→ Work item: What is needed is an exact copy of all the entries.

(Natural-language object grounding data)
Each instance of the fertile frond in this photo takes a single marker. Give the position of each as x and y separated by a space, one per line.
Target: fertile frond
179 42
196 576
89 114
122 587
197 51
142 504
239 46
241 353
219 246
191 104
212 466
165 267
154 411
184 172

→ Answer to this problem:
Each instance of the fertile frond in this photo takes a single marker. Give the position of each as x and y separated by a space, one per line.
Target: fertile frond
179 42
196 576
89 114
122 587
197 51
142 504
239 46
241 353
219 246
191 104
212 466
165 267
154 411
184 172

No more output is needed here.